* BEGIN DATA FOR THE TASK *

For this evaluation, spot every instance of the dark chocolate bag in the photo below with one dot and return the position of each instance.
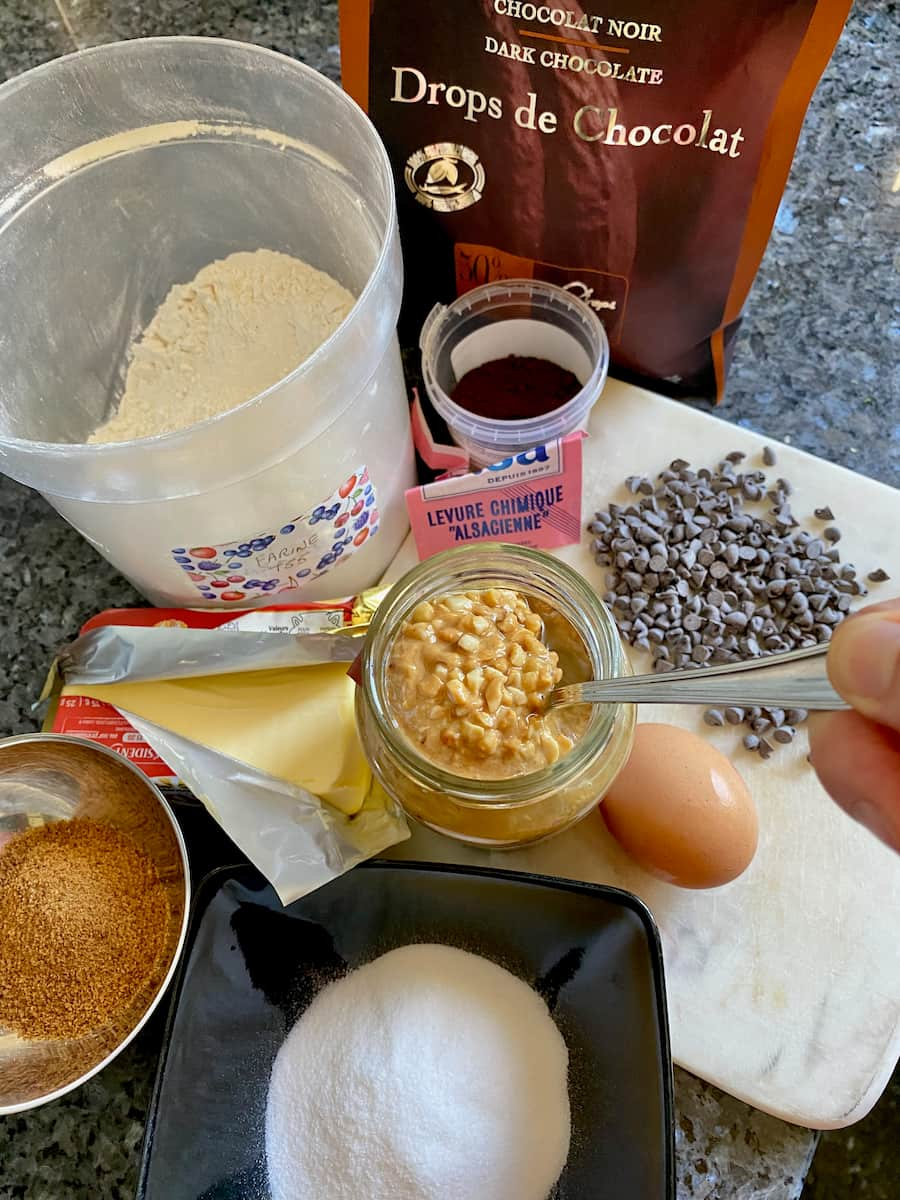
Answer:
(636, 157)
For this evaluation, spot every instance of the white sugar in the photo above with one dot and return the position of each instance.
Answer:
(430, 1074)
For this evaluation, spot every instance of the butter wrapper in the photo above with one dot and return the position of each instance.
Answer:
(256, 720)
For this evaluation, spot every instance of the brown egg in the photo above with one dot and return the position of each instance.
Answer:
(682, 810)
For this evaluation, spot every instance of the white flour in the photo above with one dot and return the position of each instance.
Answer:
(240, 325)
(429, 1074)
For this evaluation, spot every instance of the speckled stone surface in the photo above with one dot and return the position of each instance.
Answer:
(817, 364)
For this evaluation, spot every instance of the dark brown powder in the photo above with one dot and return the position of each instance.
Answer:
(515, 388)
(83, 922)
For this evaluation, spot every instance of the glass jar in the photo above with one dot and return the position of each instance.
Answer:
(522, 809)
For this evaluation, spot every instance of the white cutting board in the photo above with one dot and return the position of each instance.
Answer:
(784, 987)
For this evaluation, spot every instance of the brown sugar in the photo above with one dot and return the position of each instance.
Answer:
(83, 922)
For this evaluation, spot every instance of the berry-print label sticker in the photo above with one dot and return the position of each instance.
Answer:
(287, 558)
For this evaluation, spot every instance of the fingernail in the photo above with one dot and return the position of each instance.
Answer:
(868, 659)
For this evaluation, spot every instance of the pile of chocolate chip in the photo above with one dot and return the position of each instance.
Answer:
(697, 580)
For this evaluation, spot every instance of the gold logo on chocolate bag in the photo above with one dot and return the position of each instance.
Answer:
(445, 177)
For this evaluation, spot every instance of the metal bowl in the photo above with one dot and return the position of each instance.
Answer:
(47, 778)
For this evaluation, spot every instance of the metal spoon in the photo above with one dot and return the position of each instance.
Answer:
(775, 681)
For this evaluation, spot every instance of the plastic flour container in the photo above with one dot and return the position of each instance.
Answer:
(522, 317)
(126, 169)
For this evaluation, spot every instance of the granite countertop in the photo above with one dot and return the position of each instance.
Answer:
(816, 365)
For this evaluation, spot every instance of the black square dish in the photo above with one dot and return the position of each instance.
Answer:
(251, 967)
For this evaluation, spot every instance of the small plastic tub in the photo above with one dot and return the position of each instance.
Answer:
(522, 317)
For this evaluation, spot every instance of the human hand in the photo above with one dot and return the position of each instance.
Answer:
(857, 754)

* END DATA FOR THE TASK *
* BEGIN DATA FOR THE TASK *

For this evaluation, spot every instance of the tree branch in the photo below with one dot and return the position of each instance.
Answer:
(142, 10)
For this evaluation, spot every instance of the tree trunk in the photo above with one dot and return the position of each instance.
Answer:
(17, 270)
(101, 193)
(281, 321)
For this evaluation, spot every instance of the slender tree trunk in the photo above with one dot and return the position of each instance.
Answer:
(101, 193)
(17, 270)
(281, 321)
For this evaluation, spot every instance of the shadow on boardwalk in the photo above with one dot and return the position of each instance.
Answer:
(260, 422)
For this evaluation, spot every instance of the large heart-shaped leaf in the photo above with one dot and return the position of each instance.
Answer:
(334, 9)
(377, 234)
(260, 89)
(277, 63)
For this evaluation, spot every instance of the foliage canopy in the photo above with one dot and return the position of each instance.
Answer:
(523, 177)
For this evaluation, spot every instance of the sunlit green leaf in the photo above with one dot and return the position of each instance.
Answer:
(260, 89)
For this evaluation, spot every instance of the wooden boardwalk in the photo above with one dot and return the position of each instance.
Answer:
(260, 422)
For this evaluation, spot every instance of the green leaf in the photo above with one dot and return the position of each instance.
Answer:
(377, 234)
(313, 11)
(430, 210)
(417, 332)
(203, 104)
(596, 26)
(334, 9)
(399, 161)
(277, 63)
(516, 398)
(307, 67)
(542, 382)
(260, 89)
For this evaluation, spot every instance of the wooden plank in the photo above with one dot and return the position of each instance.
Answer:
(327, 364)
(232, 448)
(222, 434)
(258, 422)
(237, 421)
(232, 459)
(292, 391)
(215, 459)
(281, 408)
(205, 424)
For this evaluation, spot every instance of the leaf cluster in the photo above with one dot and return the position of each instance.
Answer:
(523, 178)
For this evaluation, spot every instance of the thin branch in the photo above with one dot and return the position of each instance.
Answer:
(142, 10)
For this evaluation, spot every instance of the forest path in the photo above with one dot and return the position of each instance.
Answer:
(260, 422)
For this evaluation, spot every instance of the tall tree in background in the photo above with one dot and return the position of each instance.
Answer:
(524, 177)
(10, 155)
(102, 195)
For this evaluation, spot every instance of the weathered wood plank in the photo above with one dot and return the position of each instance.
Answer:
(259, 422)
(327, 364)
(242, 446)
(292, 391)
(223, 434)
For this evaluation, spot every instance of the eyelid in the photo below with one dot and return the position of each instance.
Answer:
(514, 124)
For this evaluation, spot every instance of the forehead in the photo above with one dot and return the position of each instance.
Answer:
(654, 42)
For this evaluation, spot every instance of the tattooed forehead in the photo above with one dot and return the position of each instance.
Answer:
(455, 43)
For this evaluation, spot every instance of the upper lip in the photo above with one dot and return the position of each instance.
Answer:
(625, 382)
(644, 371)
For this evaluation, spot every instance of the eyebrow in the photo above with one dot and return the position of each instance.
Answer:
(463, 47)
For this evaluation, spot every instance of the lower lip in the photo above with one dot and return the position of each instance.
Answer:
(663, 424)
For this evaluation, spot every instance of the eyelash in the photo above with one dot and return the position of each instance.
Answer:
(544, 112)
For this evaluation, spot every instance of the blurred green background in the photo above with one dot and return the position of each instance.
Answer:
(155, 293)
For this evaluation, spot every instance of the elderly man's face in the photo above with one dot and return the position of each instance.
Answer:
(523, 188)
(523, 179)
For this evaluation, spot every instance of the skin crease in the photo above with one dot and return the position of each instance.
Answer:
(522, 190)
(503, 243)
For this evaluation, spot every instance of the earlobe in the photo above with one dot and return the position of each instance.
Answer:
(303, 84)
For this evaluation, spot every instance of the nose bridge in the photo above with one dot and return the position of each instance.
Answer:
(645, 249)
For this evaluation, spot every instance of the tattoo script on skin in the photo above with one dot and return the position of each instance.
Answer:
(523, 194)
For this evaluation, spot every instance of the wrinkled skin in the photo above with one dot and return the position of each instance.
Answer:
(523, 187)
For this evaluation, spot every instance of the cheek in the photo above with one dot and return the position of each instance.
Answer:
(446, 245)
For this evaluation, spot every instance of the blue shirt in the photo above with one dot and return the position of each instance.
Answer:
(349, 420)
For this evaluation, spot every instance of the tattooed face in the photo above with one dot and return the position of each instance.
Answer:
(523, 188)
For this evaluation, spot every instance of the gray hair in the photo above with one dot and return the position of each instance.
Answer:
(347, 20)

* END DATA FOR THE TASK *
* BEGIN DATA FOR THE TASK *

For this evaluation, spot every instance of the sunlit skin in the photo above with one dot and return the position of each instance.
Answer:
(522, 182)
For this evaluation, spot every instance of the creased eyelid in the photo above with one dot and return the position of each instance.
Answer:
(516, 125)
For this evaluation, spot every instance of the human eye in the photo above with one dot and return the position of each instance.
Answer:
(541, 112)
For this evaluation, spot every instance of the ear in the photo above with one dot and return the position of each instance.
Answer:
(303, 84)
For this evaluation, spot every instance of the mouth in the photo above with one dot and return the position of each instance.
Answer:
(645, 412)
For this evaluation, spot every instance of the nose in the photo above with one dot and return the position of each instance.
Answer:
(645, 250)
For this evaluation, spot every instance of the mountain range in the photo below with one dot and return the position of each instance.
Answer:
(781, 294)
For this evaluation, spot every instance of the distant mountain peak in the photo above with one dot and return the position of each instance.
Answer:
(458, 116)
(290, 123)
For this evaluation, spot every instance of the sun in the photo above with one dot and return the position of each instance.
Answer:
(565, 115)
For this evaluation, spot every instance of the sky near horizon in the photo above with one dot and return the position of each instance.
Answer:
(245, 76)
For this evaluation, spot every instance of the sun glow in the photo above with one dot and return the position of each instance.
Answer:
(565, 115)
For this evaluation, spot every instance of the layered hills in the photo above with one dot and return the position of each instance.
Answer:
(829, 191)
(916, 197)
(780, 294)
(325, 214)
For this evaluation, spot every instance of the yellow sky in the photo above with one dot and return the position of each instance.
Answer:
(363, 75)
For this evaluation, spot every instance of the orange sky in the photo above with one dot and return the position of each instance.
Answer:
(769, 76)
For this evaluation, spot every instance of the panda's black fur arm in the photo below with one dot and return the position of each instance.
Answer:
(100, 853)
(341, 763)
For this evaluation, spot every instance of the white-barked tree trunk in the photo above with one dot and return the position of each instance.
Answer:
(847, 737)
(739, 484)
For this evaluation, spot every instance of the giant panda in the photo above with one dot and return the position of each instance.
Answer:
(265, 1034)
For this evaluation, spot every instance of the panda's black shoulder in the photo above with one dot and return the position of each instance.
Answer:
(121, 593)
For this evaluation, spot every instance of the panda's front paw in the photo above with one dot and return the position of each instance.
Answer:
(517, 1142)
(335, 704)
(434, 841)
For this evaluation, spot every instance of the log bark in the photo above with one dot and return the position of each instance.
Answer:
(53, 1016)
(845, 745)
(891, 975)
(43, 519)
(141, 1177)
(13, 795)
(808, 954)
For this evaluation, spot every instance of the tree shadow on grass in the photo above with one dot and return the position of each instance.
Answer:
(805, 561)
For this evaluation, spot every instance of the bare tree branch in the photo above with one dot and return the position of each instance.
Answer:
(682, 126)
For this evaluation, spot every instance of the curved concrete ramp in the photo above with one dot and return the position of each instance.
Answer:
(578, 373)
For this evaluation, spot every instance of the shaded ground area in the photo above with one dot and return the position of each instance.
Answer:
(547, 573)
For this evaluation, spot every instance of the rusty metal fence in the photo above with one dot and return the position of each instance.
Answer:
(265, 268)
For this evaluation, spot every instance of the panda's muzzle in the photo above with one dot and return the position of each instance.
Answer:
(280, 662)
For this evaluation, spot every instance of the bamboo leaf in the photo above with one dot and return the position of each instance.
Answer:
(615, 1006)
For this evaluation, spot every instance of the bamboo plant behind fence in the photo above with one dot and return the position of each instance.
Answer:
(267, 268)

* END DATA FOR THE TASK *

• **SHORT PROBLEM**:
Turn the lines of the records above, from the line holding "For this evaluation, spot every instance of the dark chocolate" to the line holding "(429, 1074)", both included, into a JSON list of strings with one string per line and no blank lines. Leave the pictures out.

• **OUTPUT FOR THIS EXERCISE**:
[
  "For this evaluation, spot every instance of the dark chocolate bag in the photo below with one dot and return the position of each instance.",
  "Answer:",
  "(636, 157)",
  "For this evaluation, spot every instance of the white sugar in the photo above with one dot and return the position of each instance.",
  "Answer:",
  "(430, 1074)",
  "For this evaluation, spot every instance of the butter wrapper in the photo above with one dot and return the position of each instance.",
  "Answer:",
  "(256, 720)",
  "For this evaluation, spot every instance of the brown egg in the photo above with one dot and return the position of each instance.",
  "Answer:",
  "(682, 810)",
  "For this evaluation, spot every instance of the white flour in the photo above with one dot and return the position of each instance.",
  "Answer:",
  "(240, 325)",
  "(429, 1074)"
]